- CONSIGNE: Reprenez l'intervention sur le rapport relatif au fret ferroviaire à la suite de sa dernière phrase et poursuivez-la dans le même registre.

- TEXTE SOURCE:

Réunion du mercredi 13 décembre 2023 à 17h00
Commission d'enquête sur la libéralisation du fret ferroviaire et ses conséquences pour l'avenir

Photo issue du site de l'Assemblée nationale ou de WikipediaMireille Clapot :

Je salue à mon tour la qualité du travail de cette commission d'enquête. J'ai été assez assidue pour apprécier le respect qui a prévalu lors de nos travaux, y compris entre députés ne partageant pas forcément les mêmes opinions.

Ce travail apporte un certain nombre de clarifications. La technicité ferroviaire est bien expliquée dans le rapport. Nous sommes tous favorables au fret ferroviaire, non seulement du fait de son empreinte écologique, mais aussi parce que nous soutenons les cheminots et les « fretteux » – pour reprendre un terme utilisé lors de nos travaux –, dont nous ne voulons pas que le savoir-faire se perde.

Nous regrettons tous la dissymétrie constatée entre le chemin de fer et la route. Si M. le président a relevé tout à l'heure que la part modale du fret ferroviaire était finalement assez stable – autour de 10,6 % ou 11 % –, on constate une tendance lourde et continue à la baisse du tonnage transporté. Cette évolution s'explique par des facteurs endogènes, tels qu'un défaut de priorisation par rapport à l'activité voyageurs, et exogènes, comme la désindustrialisation. Nous pouvons cependant tous saluer la politique significative de soutien à ce mode de transport menée depuis quelques années, dans le cadre de la stratégie nationale pour le développement du fret ferroviaire, qui se traduit par des aides financières à hauteur de 330 millions d'euros. Je voulais souligner ces faits, qui sont mentionnés dans le rapport.

Au vu des auditions auxquelles j'ai assisté, le risque financier est réel et nous pouvons tous convenir que l'exécutif a cherché à le réduire le plus possible en faisant le choix de la discontinuité. J'entends les contestations mais, s'agissant des autres options possibles, je reste sur ma faim – c'est le principal problème que me pose ce rapport. On peut critiquer ce qui a été décidé, mais à condition de formuler d'autres propositions. Ne rien faire n'est pas une solution.

J'en viens à des remarques plus ciblées sur ce rapport, dont je redis la qualité. Je déplore qu'il comporte autant de termes négatifs, comme celui de « démantèlement », qui revient tout le temps. Je me suis amusée à chercher des synonymes, et j'ai trouvé « démolition », « destruction », « abolition », « désorganisation », « déconstruction », « extinction », « disparition » – je vous épargnerai « dissolution ». Tous ces synonymes sont très négatifs : je ne peux donc pas cautionner un emploi aussi systématique de ce terme dans le rapport.

- JEU DE DONNÉES:

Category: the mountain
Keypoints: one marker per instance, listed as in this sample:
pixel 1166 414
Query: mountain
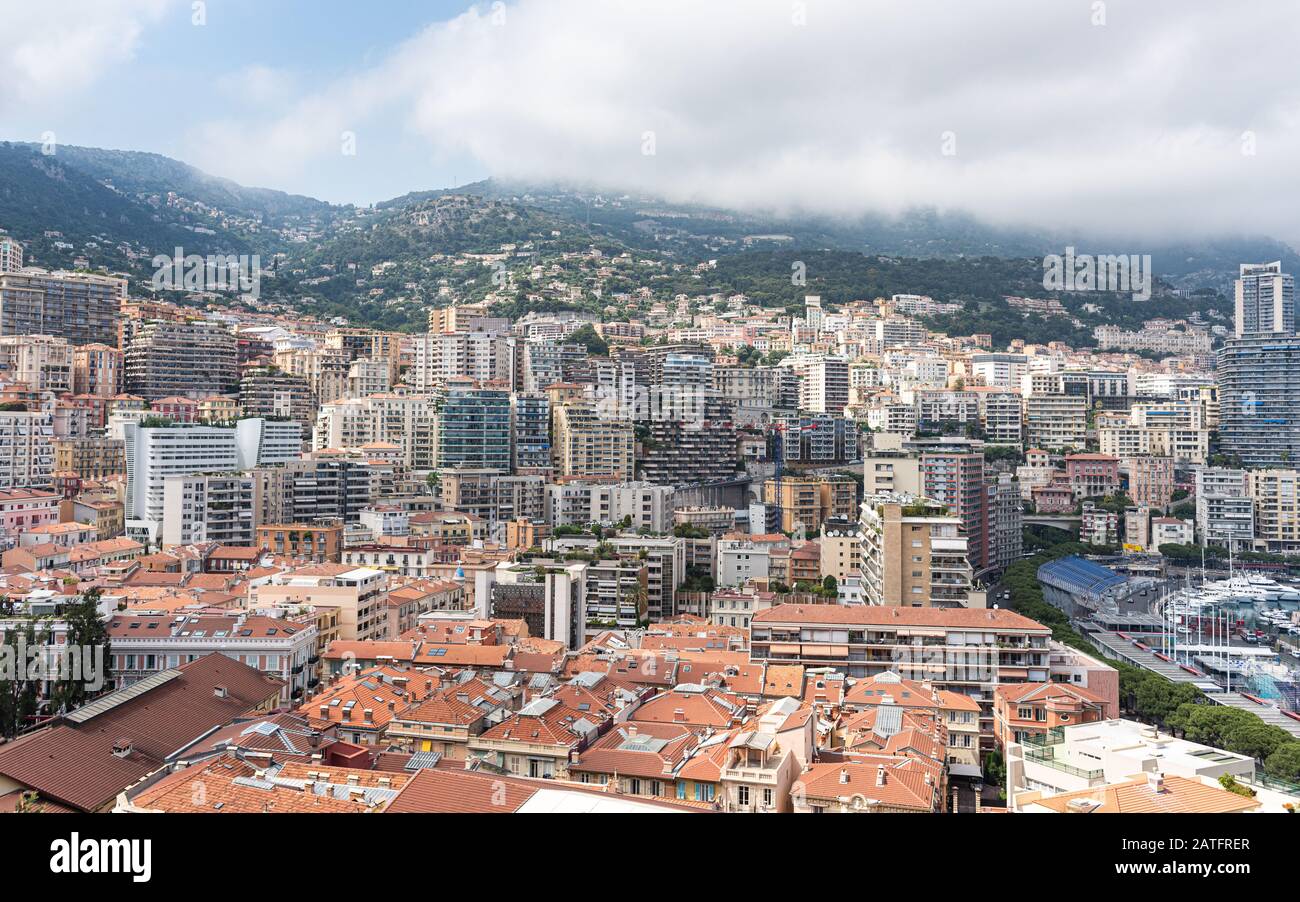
pixel 117 208
pixel 61 212
pixel 150 177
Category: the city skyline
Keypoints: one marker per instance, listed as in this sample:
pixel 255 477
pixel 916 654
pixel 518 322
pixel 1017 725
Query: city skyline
pixel 1121 120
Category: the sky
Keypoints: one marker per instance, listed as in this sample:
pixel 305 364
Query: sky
pixel 1123 117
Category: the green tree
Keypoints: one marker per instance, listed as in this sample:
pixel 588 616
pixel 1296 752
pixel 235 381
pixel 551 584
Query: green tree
pixel 89 632
pixel 1285 763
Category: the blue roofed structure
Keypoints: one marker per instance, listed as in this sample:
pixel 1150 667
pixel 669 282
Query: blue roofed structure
pixel 1080 586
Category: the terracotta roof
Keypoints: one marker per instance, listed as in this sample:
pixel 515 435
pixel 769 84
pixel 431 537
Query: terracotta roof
pixel 462 792
pixel 230 785
pixel 872 615
pixel 73 762
pixel 904 785
pixel 638 750
pixel 694 706
pixel 1135 796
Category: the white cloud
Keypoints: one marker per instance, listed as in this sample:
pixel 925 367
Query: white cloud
pixel 1134 126
pixel 53 50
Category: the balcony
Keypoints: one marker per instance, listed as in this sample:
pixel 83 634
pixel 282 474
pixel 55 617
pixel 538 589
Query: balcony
pixel 1047 757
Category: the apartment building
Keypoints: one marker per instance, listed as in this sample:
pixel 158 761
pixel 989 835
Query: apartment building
pixel 913 554
pixel 144 645
pixel 1151 480
pixel 649 506
pixel 1225 511
pixel 26 449
pixel 1031 710
pixel 1157 429
pixel 965 650
pixel 807 502
pixel 319 543
pixel 1092 475
pixel 208 507
pixel 1275 495
pixel 956 480
pixel 1056 421
pixel 42 363
pixel 358 593
pixel 98 369
pixel 588 445
pixel 191 359
pixel 79 307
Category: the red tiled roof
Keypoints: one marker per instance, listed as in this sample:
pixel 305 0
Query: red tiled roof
pixel 74 762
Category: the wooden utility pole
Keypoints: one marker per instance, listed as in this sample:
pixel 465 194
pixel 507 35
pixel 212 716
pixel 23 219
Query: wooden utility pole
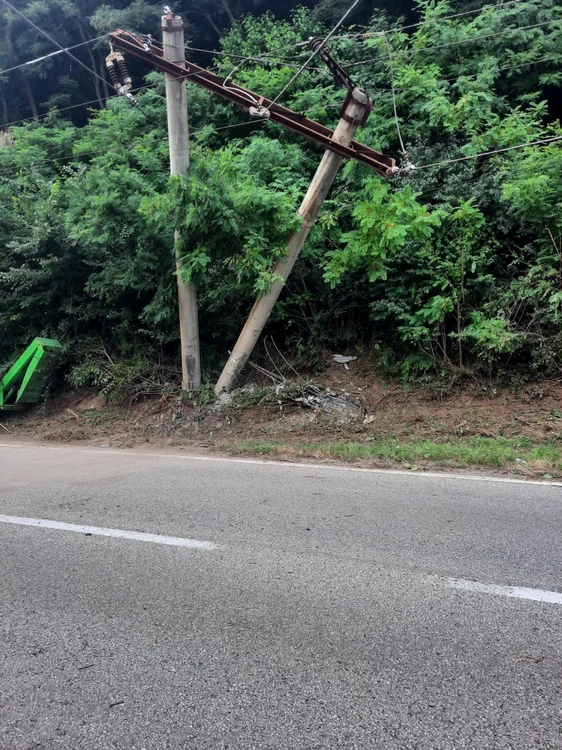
pixel 178 138
pixel 358 105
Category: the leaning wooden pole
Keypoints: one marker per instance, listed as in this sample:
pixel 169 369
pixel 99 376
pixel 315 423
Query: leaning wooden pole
pixel 178 137
pixel 354 114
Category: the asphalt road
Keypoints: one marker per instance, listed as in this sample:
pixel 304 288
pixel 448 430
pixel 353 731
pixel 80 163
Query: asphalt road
pixel 330 608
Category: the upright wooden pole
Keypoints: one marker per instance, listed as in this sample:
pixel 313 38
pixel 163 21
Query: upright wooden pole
pixel 354 113
pixel 178 137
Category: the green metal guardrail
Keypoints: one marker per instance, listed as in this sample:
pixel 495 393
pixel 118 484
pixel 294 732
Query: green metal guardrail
pixel 25 380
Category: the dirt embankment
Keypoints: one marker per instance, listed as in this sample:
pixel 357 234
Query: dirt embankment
pixel 378 410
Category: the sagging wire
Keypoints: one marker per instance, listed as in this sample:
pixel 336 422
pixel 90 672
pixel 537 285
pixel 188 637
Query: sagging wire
pixel 407 166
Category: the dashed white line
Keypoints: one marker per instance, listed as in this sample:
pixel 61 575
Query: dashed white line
pixel 515 592
pixel 172 541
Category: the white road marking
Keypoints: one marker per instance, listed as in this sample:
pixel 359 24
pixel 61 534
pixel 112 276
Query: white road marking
pixel 515 592
pixel 136 536
pixel 288 464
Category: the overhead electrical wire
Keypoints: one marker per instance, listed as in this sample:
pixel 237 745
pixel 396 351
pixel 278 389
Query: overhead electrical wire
pixel 51 54
pixel 53 41
pixel 437 19
pixel 406 53
pixel 316 51
pixel 541 142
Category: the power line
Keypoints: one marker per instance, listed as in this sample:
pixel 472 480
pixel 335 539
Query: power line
pixel 459 41
pixel 244 58
pixel 94 101
pixel 544 141
pixel 53 41
pixel 316 51
pixel 475 75
pixel 438 19
pixel 51 54
pixel 394 98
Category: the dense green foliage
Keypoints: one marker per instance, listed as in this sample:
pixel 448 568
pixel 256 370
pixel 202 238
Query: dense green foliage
pixel 452 267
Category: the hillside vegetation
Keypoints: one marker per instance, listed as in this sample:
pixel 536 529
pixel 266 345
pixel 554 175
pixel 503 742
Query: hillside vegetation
pixel 453 266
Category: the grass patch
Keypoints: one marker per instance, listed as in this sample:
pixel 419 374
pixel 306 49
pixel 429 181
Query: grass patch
pixel 520 454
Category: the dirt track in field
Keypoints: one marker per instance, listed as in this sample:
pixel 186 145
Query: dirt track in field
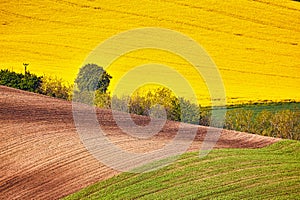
pixel 42 156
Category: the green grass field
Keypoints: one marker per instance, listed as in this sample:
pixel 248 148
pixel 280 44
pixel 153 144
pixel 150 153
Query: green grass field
pixel 272 172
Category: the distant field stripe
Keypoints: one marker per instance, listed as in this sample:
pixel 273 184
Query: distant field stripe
pixel 234 16
pixel 258 73
pixel 176 22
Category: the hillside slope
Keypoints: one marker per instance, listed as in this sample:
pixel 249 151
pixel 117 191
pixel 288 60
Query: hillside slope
pixel 42 156
pixel 254 43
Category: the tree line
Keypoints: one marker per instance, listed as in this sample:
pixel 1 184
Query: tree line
pixel 91 86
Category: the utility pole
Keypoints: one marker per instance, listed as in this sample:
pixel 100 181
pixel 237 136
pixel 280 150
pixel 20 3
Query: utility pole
pixel 25 66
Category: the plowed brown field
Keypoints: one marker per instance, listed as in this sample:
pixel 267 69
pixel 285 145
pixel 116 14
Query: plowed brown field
pixel 42 156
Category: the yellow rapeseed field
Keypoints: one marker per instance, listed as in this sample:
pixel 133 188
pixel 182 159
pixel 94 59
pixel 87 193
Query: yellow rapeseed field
pixel 254 43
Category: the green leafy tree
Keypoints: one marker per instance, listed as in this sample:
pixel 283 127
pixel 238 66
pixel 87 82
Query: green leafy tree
pixel 56 87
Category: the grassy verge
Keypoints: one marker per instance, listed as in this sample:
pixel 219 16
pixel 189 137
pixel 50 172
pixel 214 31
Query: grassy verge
pixel 267 173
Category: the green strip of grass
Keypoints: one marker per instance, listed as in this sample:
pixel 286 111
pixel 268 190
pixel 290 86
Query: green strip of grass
pixel 268 173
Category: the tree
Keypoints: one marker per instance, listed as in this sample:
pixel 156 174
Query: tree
pixel 92 77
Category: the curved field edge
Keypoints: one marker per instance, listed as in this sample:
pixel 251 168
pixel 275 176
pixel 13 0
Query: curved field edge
pixel 270 172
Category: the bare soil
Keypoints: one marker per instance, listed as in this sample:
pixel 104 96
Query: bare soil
pixel 42 156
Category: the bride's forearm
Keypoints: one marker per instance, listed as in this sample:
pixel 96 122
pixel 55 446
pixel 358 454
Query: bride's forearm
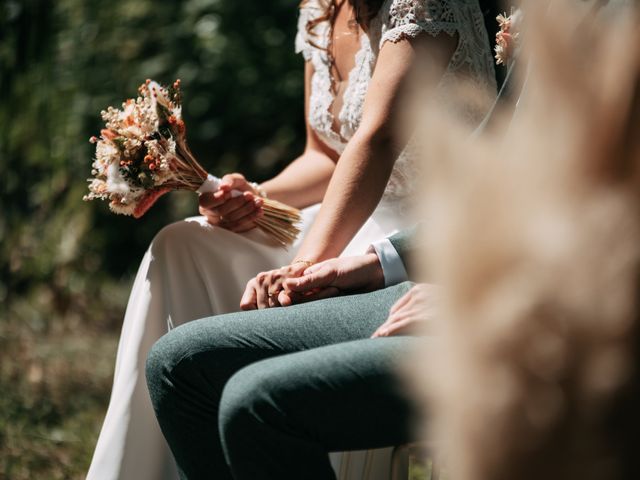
pixel 353 193
pixel 302 183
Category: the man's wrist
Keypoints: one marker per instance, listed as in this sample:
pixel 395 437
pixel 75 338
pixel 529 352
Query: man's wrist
pixel 374 271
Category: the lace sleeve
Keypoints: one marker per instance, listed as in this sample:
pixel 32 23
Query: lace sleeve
pixel 302 37
pixel 408 18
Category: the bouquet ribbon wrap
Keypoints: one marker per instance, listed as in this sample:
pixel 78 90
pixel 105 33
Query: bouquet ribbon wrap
pixel 212 185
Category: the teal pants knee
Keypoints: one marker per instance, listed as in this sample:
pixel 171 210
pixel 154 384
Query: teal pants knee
pixel 267 394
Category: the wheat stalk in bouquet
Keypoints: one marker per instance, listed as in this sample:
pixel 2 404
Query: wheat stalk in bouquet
pixel 142 153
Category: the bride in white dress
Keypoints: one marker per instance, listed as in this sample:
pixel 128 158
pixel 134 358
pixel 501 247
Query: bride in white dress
pixel 357 55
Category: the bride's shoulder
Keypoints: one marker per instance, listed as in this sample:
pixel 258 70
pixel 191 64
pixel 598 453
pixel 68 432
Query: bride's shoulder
pixel 309 9
pixel 400 19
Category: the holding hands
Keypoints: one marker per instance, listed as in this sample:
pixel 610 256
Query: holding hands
pixel 238 214
pixel 301 282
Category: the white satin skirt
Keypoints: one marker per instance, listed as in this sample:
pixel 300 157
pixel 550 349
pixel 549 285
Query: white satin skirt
pixel 193 270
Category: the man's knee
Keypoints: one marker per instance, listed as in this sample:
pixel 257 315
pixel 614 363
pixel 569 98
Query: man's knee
pixel 248 400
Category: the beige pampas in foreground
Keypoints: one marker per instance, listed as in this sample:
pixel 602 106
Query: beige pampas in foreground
pixel 534 235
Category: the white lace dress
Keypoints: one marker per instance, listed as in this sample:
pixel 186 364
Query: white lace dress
pixel 193 270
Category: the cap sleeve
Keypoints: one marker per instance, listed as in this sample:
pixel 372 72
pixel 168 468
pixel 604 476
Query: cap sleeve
pixel 404 19
pixel 303 44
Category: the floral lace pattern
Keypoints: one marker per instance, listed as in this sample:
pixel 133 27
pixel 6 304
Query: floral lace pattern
pixel 396 20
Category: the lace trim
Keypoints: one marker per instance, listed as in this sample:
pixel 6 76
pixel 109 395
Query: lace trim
pixel 397 20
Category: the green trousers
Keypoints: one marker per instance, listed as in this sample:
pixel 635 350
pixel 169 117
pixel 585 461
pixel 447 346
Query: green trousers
pixel 267 394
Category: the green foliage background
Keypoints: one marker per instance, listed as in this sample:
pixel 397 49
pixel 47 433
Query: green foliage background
pixel 66 265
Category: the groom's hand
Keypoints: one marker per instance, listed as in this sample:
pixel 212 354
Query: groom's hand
pixel 334 277
pixel 412 313
pixel 237 214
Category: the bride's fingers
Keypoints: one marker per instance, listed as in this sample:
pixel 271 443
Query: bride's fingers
pixel 317 279
pixel 234 204
pixel 247 209
pixel 235 181
pixel 249 299
pixel 212 200
pixel 247 223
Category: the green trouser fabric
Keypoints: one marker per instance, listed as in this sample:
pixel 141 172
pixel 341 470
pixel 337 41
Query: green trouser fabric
pixel 266 394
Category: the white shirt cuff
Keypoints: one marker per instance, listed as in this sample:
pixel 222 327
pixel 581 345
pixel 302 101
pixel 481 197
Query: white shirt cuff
pixel 391 263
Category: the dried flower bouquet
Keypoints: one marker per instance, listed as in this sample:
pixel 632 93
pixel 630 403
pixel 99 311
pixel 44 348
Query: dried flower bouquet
pixel 142 153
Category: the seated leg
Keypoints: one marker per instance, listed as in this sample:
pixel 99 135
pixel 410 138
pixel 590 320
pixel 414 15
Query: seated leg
pixel 280 417
pixel 189 367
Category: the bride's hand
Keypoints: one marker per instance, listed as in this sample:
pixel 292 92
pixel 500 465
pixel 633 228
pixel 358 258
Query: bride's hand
pixel 237 214
pixel 263 290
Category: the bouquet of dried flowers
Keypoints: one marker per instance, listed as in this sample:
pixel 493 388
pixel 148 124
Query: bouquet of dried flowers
pixel 508 38
pixel 142 154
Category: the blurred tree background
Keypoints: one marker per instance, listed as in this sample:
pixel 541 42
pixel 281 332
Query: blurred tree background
pixel 65 265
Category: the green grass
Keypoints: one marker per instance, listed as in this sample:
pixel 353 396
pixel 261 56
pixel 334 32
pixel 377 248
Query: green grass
pixel 55 386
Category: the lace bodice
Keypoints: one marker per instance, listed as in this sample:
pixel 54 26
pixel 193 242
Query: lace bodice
pixel 396 20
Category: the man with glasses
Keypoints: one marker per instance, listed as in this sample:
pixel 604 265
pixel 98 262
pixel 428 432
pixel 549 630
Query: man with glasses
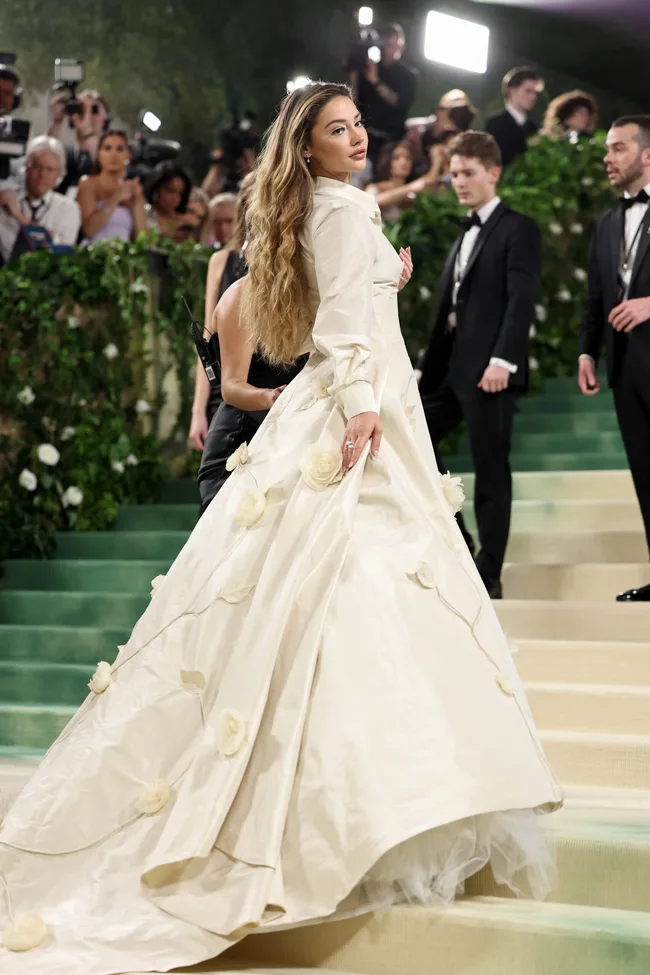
pixel 36 203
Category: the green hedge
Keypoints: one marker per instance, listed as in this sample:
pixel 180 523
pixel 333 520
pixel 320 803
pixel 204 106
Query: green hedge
pixel 97 381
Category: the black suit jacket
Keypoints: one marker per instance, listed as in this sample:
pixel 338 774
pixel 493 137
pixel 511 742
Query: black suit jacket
pixel 495 307
pixel 510 136
pixel 604 262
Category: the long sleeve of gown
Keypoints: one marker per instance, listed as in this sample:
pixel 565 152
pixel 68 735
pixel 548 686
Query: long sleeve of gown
pixel 344 250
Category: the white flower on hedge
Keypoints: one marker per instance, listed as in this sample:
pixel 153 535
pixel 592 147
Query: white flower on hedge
pixel 72 497
pixel 154 797
pixel 28 480
pixel 26 932
pixel 231 732
pixel 26 396
pixel 238 457
pixel 453 491
pixel 102 678
pixel 48 454
pixel 250 507
pixel 321 464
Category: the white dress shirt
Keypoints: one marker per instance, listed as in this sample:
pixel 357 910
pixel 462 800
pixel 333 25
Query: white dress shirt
pixel 462 260
pixel 59 215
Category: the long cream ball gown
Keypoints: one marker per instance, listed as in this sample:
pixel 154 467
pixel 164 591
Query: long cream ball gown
pixel 317 714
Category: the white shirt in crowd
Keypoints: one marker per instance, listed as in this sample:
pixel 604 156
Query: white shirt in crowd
pixel 59 215
pixel 467 246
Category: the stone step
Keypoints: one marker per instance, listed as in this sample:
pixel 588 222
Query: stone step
pixel 590 582
pixel 573 661
pixel 544 619
pixel 79 575
pixel 577 547
pixel 477 936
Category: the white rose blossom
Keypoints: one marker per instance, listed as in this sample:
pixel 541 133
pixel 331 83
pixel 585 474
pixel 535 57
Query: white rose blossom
pixel 28 479
pixel 102 678
pixel 453 491
pixel 238 457
pixel 321 464
pixel 26 396
pixel 26 932
pixel 72 497
pixel 48 454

- RÉSULTAT DE L'EXERCICE:
En outre, certaines relations de cause à effet me semblent abusives. Vous écrivez ainsi que « le droit européen de la concurrence a exigé une libéralisation progressive du secteur ferroviaire, qui aboutit aujourd'hui au projet de démantèlement de Fret SNCF » : vous refaites a posteriori un enchaînement qui n'est pas démontré. Vous prétendez également que « les aides d'État sont un prétexte utilisé par la Commission européenne pour réaliser un objectif de longue date : le démantèlement de l'opérateur public ». On est quasiment dans le complotisme : je ne peux absolument pas m'associer à une telle affirmation. C'est dommage ; les titres des parties sont un peu excessifs par rapport à leur contenu.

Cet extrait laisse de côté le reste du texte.